*Your objective*:
Convert the entries into a two-column CSV with the headers entry_text and answer, giving one row per entry. Enclose each entry's text and its answer in quotation marks as single fields, and replace any line breaks with spaces.

··· Records for processing ···

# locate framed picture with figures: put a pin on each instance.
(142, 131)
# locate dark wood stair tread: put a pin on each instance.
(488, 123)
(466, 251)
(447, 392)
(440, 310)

···

*Result of this task*:
entry_text,answer
"# locate framed picture with figures: put a pin on each instance.","(142, 131)"
"# locate dark wood stair tread: put a pin on each instance.","(488, 123) (466, 251) (447, 392) (440, 310)"